───── Task inputs

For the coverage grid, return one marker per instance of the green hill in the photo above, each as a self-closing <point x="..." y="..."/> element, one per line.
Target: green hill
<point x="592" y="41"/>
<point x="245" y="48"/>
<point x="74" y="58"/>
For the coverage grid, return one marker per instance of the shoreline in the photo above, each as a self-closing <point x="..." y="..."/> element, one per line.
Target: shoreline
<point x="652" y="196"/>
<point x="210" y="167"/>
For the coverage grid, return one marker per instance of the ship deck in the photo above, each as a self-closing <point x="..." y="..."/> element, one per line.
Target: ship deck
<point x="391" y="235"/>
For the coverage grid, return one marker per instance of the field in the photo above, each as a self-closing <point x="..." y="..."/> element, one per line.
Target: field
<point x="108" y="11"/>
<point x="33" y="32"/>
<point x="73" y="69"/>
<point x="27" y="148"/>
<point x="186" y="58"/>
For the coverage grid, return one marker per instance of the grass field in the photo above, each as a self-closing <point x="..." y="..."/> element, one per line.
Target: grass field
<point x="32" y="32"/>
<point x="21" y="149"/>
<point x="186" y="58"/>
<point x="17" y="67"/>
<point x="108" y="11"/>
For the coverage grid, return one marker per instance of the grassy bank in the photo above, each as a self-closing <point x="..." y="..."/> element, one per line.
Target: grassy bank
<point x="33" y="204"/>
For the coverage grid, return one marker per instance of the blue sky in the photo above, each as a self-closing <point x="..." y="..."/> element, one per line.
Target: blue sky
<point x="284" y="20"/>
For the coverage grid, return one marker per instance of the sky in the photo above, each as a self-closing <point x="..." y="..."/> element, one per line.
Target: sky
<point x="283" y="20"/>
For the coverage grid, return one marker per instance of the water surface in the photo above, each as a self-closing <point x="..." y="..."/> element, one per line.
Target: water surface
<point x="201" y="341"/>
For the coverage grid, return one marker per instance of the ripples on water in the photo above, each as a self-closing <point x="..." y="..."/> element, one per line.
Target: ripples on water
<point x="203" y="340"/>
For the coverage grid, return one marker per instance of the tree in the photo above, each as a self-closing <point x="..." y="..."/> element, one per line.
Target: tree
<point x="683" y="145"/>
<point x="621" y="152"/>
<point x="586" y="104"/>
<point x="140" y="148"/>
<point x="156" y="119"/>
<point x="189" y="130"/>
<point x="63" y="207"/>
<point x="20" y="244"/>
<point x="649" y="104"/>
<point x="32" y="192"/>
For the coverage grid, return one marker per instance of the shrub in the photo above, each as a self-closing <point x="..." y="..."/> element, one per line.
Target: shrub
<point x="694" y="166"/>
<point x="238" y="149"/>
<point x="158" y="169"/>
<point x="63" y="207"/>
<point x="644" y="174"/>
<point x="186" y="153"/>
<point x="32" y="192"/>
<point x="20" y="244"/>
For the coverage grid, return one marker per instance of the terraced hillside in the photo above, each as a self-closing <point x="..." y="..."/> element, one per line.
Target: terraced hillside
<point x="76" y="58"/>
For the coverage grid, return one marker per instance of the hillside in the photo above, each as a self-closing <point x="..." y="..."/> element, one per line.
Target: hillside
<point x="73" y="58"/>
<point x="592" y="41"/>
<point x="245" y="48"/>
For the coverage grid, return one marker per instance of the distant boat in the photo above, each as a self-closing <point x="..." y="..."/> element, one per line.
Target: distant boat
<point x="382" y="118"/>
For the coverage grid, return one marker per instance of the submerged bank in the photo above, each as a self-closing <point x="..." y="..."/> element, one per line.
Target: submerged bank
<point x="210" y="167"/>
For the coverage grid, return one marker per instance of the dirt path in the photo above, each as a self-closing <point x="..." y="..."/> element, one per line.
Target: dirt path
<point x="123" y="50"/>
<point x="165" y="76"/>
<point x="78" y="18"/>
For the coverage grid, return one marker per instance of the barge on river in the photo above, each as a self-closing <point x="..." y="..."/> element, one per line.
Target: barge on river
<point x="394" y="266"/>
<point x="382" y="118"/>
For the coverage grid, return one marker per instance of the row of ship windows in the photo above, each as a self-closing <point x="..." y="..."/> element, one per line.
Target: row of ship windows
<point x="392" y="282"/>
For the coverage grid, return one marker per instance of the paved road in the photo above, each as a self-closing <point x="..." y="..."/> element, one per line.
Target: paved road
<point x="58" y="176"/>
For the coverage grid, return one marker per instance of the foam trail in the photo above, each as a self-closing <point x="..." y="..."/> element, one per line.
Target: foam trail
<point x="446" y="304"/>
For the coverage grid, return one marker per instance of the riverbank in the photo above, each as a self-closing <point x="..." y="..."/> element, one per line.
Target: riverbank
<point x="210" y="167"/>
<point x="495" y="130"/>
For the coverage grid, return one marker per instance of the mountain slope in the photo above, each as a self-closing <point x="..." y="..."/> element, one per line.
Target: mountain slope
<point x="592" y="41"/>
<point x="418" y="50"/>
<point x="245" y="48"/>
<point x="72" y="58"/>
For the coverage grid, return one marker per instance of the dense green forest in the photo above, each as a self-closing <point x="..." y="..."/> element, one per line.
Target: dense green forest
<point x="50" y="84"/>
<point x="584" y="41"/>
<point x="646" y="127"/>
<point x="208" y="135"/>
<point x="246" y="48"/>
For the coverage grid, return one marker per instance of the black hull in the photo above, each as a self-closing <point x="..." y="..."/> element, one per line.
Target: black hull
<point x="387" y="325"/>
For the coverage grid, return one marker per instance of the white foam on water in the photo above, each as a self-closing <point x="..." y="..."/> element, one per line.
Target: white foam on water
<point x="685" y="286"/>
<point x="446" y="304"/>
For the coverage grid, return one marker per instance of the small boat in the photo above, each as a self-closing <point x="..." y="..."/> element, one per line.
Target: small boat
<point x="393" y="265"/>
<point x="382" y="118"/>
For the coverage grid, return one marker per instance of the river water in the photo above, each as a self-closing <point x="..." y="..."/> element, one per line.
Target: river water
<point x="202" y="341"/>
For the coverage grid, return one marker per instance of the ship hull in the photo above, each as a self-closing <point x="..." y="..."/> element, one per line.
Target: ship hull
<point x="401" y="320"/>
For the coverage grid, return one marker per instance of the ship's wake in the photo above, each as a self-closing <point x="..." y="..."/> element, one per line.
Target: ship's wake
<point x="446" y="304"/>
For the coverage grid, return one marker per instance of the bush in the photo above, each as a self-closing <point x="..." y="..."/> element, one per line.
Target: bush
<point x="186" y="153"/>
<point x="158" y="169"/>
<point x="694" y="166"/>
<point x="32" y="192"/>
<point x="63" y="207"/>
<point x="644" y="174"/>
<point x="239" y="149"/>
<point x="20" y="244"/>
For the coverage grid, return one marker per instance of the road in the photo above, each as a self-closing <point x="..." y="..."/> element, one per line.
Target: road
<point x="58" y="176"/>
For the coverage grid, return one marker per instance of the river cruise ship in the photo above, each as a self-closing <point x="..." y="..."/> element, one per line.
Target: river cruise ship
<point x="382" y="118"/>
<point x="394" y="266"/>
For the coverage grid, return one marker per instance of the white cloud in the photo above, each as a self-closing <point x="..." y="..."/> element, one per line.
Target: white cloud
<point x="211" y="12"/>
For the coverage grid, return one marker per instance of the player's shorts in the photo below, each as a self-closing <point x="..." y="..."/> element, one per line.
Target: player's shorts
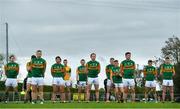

──────────

**Job:**
Swap "coverage grid" for "survey map" in the lines running from the line with "of the ship's" up to and including the final line, and give those lines back with nothing else altered. Omit the pictures.

**Reply:**
For the survey map, return one marker per instance of the ship's wake in the photo above, each as a self-closing <point x="..." y="..."/> element, one per line.
Target: ship's wake
<point x="446" y="304"/>
For the survey map, return one marker per instance of the bush in the photo above, each as a self-closing <point x="..." y="..."/> element, one per line.
Target: bush
<point x="186" y="153"/>
<point x="158" y="169"/>
<point x="694" y="166"/>
<point x="32" y="192"/>
<point x="63" y="207"/>
<point x="644" y="174"/>
<point x="239" y="149"/>
<point x="20" y="244"/>
For the survey map, return one marker per instance of the road in the photo above, each as a self-closing <point x="..." y="..."/> element, one per line.
Target: road
<point x="58" y="176"/>
For the survey map, return one marker per instance of the river cruise ship in the photo above, each as a self-closing <point x="..." y="..."/> element, one per line.
Target: river cruise ship
<point x="382" y="118"/>
<point x="394" y="266"/>
For the survey map, return one marker per instance of the white cloud in the photo above, each as a self-closing <point x="..." y="..."/> element, one per line.
Target: white cloud
<point x="211" y="12"/>
For the survey map, return one marker per instance of the player's shorts in the photo below, each as a self-closing <point x="..." y="..."/> element, one per line.
Target: player's shorts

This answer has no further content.